*SELECTED PASSAGE:*

========================

Written by series creator Aaron Sorkin and directed by Christopher Misiano, this episode was a terrorism-themed episode produced in the wake of the September 11 attacks. The episode pushed the scheduled season premiere back a week and encouraged viewers to donate to charity—profits from the episode and cast members' weekly pay were also donated. The episode "was written and produced in record time"—less than three weeks—and aired on October 3, 2001.

==="Documentary Special"===
The second special interspersed the characters' fictional lives with interviews of real West Wing personnel, including Presidents Ford, Carter, and Clinton; press secretaries Marlin Fitzwater and Dee Dee Myers; presidential advisors David Gergen, Paul Begala, and incumbent Karl Rove; Secretary of State Henry Kissinger; Chief of Staff Leon Panetta; presidential personal secretary Betty Currie; and speechwriter Peggy Noonan. The documentary won a Primetime Emmy Award in 2002 for "Outstanding Special Class Program". It aired April 24, 2002.

========================

*WORK TASK:*
Answer these questions from the passage on the West Wing specials:
(a) How long did it take to write and produce the terrorism-themed episode?
(b) What award did the "Documentary Special" win in 2002?
(c) On what date did the "Documentary Special" air?
The rows that follow have nothing to do with the passage on the West Wing specials.

Data records:
========================

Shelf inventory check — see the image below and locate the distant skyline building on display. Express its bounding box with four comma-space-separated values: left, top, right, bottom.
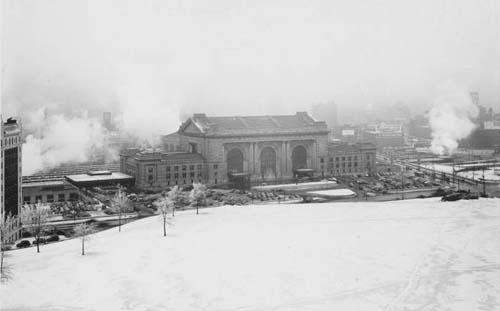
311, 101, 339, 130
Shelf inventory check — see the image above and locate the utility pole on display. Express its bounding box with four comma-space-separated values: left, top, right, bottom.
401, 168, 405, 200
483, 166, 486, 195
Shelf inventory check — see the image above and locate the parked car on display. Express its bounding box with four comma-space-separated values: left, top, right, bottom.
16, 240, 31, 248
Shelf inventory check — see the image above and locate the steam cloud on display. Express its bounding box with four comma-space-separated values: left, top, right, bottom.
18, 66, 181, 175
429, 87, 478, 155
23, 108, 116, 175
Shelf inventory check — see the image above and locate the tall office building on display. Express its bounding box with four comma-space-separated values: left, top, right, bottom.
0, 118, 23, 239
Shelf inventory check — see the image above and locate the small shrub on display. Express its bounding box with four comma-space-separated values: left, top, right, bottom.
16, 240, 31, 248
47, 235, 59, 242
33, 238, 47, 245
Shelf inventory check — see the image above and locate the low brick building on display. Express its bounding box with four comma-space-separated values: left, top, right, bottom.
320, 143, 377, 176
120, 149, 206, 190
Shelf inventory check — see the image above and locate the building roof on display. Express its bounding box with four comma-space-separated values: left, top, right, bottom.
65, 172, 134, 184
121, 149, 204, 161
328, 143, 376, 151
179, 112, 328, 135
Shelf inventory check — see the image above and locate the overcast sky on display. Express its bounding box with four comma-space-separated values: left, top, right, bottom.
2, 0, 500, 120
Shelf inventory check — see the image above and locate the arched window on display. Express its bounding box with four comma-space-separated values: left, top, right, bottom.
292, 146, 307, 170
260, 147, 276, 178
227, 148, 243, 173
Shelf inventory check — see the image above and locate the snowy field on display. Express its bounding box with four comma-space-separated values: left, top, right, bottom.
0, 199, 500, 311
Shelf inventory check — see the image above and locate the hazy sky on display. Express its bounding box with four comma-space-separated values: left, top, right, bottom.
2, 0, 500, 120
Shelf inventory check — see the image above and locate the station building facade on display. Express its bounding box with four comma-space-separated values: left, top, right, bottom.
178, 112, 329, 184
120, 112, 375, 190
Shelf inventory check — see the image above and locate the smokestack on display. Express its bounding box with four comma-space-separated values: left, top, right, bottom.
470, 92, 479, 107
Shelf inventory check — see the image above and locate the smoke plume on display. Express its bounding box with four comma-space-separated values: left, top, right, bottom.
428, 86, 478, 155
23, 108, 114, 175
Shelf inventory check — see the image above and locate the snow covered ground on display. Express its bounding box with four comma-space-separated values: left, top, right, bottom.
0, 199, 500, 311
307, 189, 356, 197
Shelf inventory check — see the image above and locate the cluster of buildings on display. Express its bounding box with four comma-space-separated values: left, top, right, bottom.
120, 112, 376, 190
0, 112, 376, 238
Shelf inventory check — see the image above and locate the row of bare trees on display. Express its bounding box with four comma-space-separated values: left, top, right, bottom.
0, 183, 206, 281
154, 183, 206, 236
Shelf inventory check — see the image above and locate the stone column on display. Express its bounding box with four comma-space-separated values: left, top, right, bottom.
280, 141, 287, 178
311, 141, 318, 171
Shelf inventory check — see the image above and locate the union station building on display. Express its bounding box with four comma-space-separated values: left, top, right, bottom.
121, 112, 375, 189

========================

*OUTPUT OF THE TASK:*
(a) Less than three weeks.
(b) A Primetime Emmy Award for "Outstanding Special Class Program."
(c) April 24, 2002.